## Extracted text:
········
P/S multiple = terminal FCF margin × terminal P/FCF = 12% × 15x = 1.8x
U.S. TTM revenue of $280M × 1.8x = $504M operating value. Add the prostate cancer option at $223M (detailed below). Add net cash of $194M ($246M cash less $52M debt). Total equity value approximately $920M, or roughly $16 per share.
The current price of $26 represents a ~60% premium to this conservative estimate. The premium is a bet on two things that have never been demonstrated: utilization stepping up and SG&A leverage materializing.
As a floor, assume growth stops tomorrow and value only the cash flow from the existing 765 installed systems: maintenance-mode revenue of $210M, 12% FCF margin, $25M steady-state FCF capitalized at 10x, plus net cash. Approximately $444M, or roughly $8 per share.
The Prostate Cancer Option
The WATER IV RP trial is testing Aquablation for localized prostate cancer, with 280 patients enrolled and primary data expected at AUA in spring 2027.
The key question is not morbidity (Aquablation almost certainly wins on that — the cold waterjet’s advantage in preserving nerves applies equally in the cancer setting). The key question is cancer control. BPH only requires symptom relief; cancer demands proof that the tumor has been adequately removed and will not recur. Aquablation is a focal ablation, not a whole-gland removal, which theoretically carries higher residual tumor risk. HIFU — the closest precedent in the focal therapy space — has been around for two decades and has never demonstrated cancer control non-inferiority to radical prostatectomy in a randomized trial. That is a cautionary data point.
········
## Data to examine:
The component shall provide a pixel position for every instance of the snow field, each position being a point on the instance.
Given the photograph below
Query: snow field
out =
········
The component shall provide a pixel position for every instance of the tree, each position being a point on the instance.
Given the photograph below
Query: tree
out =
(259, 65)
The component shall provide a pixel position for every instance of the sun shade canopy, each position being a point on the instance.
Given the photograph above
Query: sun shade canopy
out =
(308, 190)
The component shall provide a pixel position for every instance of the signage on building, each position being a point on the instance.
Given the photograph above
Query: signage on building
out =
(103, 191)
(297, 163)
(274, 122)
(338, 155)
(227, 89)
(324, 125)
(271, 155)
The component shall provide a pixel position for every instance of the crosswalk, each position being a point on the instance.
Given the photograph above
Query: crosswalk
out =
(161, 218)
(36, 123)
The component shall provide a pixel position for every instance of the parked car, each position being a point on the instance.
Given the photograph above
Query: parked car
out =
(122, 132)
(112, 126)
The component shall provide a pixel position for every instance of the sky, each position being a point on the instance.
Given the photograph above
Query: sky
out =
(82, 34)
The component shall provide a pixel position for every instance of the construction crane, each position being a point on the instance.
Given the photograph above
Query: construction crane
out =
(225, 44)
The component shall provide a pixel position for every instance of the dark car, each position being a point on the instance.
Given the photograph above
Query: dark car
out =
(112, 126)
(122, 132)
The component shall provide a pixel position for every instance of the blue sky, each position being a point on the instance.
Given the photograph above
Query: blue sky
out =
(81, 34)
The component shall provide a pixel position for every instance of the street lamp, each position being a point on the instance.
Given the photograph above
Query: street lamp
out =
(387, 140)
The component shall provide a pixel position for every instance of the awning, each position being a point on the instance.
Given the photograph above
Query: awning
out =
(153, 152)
········
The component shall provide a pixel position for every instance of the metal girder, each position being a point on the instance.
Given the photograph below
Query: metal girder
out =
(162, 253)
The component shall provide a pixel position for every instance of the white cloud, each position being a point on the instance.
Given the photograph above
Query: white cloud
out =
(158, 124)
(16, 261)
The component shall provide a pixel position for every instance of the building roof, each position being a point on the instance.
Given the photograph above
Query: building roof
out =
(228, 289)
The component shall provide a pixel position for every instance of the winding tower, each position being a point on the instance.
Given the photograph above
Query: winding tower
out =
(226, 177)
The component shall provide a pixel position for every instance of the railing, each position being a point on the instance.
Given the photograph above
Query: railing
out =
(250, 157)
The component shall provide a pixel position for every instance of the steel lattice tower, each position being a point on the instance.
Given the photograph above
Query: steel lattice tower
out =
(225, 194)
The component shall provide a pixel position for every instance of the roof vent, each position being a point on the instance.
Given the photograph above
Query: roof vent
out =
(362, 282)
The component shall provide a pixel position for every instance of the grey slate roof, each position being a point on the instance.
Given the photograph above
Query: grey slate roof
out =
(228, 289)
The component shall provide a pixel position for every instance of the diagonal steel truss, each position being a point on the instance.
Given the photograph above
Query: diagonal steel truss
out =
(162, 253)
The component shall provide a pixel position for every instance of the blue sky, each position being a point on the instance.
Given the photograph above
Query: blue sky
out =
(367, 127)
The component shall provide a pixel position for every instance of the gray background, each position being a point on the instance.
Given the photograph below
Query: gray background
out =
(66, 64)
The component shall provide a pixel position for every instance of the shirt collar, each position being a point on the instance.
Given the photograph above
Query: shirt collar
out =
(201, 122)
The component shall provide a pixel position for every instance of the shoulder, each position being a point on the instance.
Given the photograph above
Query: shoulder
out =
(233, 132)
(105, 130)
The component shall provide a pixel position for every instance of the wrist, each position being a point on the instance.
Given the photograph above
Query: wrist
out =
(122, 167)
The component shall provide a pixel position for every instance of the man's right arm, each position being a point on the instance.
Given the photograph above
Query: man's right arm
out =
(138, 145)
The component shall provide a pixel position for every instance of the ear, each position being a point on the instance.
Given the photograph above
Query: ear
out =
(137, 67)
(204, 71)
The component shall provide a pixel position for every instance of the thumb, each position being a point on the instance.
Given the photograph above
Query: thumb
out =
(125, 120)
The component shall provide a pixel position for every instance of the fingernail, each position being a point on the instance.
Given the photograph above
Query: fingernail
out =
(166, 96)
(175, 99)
········
## Questions:
a) Output the passage of the Aquablation valuation text from "P/S multiple = terminal" up to and including "roughly $8 per share.", copied exactly.
b) Go on with the Aquablation valuation text, starting right after its final sentence.
The records are unrelated to the work here and can be left aside.

## Solved tasks:
a)
P/S multiple = terminal FCF margin × terminal P/FCF = 12% × 15x = 1.8x
U.S. TTM revenue of $280M × 1.8x = $504M operating value. Add the prostate cancer option at $223M (detailed below). Add net cash of $194M ($246M cash less $52M debt). Total equity value approximately $920M, or roughly $16 per share.
The current price of $26 represents a ~60% premium to this conservative estimate. The premium is a bet on two things that have never been demonstrated: utilization stepping up and SG&A leverage materializing.
As a floor, assume growth stops tomorrow and value only the cash flow from the existing 765 installed systems: maintenance-mode revenue of $210M, 12% FCF margin, $25M steady-state FCF capitalized at 10x, plus net cash. Approximately $444M, or roughly $8 per share.

b)
Four-scenario probability tree: data insufficient (45% probability, -$30M value), niche adoption (25%, $200M), scaled adoption (20%, $800M), standard-of-care (10%, $1,800M). Undiscounted expected value is $376M; discounted to present at 10% over ~5.5 years, approximately $223M — about 15% of the current market cap. Not zero, but not the “TAM doubles” story either.
Three Things That Matter
Same-store utilization inflection. Track U.S. procedures ÷ average U.S. installed base each quarter. Currently ~66–72 procedures per system per year, with no historical quarter above 75. Two consecutive quarters breaking through 75 and trending toward 80 would mark the transition from “equipment seller” to “procedure toll collector.” If utilization is still in the low 70s three years from now, the revenue ceiling is roughly $350M.
SG&A dollar growth vs. revenue growth. This is the simplest test of operating leverage — no need to guess what is inside SG&A. Four consecutive quarters where revenue growth exceeds SG&A growth by 10+ percentage points would be the first hard evidence that terminal FCF margin can move from 12% toward 20%. As of today, not a single quarter has shown this.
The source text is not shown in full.